◆ **GIVEN PROBLEM 1**
In the text on ethnocentrism in comparative legal studies, why is the Bill of Rights adopted in Great Britain called "watered down"? Answer in one to three sentences.
◆ **GIVEN PROBLEM 2**
Carry on the text on ethnocentrism in comparative legal studies, starting after its final sentence, which ends "might not be appropriate for us."

--- DOCUMENT ---

There is an obvious danger here, analogous to dangers that historians are familiar with under the heading Whig history. For Whiggish historians, what has gone before is only a preparation for what we now have. They note that people in the past did things differently from the way we do them now, and conclude that history is a process of learning what was good and what was bad, then discarding the bad and preserving the good. The analogue in comparative legal studies is ethnocentrism, in which the student notes that arrangements are different elsewhere and concludes that the reason lies in the backwardness of the people there. This is confirmed, for the ethnocentric student, by such things as the development of international human rights law and the adoption of a watered down Bill of Rights in Great Britain (watered down, because the recently adopted Human Rights Act does not authorize judges to overturn parliamentary legislation). These developments show that backwardness is being eliminated as people elsewhere move toward the point that the enlightened United States has already reached.  

Of course teachers can combat ethnocentrism, just as historians can fight the tendency toward Whig history. One way is simply to point out how implausible it is to contend that Canadians, Britons, and the Dutch are all quite so backward. Another is to describe people elsewhere as different, without suggesting that difference entails backwardness. Their choices may be appropriate, given their nation's characteristics and history, but might not be appropriate for us.

--- LISTING ---

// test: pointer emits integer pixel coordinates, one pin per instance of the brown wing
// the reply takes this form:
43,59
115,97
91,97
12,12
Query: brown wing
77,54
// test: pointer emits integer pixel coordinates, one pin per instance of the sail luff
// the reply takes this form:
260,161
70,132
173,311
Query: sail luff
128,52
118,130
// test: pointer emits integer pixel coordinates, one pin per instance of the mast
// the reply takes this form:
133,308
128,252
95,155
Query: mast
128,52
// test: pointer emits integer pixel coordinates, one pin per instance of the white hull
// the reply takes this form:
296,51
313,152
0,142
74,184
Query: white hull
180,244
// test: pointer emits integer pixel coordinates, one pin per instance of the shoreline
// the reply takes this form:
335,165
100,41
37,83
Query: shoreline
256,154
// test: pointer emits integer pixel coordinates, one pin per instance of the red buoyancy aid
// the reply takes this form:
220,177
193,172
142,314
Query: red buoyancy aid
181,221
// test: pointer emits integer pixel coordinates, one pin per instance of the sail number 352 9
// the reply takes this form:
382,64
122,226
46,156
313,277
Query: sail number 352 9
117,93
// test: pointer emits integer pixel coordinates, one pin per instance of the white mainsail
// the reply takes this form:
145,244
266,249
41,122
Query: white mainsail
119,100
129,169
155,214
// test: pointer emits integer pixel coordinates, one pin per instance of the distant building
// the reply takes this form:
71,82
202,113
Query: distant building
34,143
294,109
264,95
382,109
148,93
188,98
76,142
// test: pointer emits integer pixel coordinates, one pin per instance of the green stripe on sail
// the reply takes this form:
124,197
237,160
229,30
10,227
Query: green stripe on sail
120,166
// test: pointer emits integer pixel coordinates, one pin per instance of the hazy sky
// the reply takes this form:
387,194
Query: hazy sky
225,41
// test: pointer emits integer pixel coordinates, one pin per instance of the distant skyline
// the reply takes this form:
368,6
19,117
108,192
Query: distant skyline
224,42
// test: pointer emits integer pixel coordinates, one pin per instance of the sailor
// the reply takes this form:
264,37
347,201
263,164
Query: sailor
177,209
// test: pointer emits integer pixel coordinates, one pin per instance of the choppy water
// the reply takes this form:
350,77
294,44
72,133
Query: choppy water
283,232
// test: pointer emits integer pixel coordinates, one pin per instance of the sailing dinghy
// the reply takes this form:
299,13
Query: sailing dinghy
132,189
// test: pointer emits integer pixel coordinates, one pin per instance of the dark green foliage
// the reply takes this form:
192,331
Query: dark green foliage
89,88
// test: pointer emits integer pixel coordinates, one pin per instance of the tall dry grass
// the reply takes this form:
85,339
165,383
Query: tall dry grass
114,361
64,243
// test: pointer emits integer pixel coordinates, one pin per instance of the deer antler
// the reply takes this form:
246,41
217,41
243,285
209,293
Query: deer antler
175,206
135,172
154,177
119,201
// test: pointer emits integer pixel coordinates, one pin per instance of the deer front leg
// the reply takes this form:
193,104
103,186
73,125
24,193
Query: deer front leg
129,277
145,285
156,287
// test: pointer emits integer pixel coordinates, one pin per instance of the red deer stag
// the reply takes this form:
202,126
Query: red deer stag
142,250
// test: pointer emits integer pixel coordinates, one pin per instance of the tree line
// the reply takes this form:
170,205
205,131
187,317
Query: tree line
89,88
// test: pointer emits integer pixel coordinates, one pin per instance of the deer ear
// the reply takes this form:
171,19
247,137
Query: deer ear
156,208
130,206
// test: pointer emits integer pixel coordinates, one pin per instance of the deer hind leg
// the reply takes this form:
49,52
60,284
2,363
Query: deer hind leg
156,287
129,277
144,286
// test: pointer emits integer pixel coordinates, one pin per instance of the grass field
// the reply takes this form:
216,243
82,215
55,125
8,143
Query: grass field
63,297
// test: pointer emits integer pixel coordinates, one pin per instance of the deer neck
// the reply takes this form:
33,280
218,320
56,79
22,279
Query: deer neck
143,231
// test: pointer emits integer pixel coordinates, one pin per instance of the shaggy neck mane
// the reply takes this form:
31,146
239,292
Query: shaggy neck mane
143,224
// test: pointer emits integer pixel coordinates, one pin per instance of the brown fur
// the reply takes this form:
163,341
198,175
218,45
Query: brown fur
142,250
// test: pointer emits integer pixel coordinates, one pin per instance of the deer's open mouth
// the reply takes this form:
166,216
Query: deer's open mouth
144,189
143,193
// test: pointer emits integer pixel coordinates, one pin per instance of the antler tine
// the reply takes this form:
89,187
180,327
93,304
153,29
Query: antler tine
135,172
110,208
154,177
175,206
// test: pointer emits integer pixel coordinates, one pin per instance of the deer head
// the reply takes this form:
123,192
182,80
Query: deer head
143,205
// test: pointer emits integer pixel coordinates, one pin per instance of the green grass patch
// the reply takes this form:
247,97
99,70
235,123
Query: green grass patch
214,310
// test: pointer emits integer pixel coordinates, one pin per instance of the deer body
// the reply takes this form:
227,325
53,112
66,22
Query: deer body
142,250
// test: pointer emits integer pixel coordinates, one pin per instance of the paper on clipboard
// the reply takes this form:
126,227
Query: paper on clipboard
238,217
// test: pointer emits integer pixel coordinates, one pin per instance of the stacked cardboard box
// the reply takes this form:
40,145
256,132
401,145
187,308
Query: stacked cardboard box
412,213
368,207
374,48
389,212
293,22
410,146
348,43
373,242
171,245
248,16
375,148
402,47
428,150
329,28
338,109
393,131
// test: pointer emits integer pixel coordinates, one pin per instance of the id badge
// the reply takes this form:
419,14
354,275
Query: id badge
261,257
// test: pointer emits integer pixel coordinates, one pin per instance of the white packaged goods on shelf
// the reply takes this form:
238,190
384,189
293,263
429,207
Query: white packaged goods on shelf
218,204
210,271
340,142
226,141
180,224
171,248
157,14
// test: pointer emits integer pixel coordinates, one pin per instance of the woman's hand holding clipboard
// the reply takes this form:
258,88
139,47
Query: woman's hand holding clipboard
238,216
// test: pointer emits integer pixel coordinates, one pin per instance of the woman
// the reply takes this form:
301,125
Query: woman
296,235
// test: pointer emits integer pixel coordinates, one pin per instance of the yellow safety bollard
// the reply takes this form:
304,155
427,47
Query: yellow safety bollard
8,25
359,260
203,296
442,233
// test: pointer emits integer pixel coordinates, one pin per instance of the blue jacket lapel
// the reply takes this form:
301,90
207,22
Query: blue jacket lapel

---

◆ **WRITTEN ANSWER 1**
It is called "watered down" because the recently adopted Human Rights Act does not authorize judges to overturn parliamentary legislation.

◆ **WRITTEN ANSWER 2**
This moves us toward a second general idea about the value of comparative study. The idea of false necessity suggests that we might erroneously think that the arrangements we have are functionally necessary. But, reflecting on experience elsewhere, we might end up thinking that they are true necessities, albeit not in a strictly functional sense. Comparative constitutional law shows that they are not universal requirements of all well-functioning democratic systems, but it may remain true that they are necessities for us, given who we are and what our history has been. Put more generally, this value of comparative study is that, like historical study, it can help students understand legal principles in their context, here comparative rather than historical.  

I conclude these comments on the value of comparative study with an observation about pedagogy. My experience is that students, at least law students, find the argument about false necessity much easier to grasp than the argument about contextualizing. Perhaps they do so because they are more committed to functionalist ways of thinking about law than to the contextualist's idea that law expresses something about the society in which it is embedded. Perhaps, however, it is that law students are different from undergraduate students, with a more focused need to fund something of immediate use in their studies. Or, perhaps, it is because I myself am drawn to functionalist ways of thinking even though I try to present the contextualist idea in class with equal vigor.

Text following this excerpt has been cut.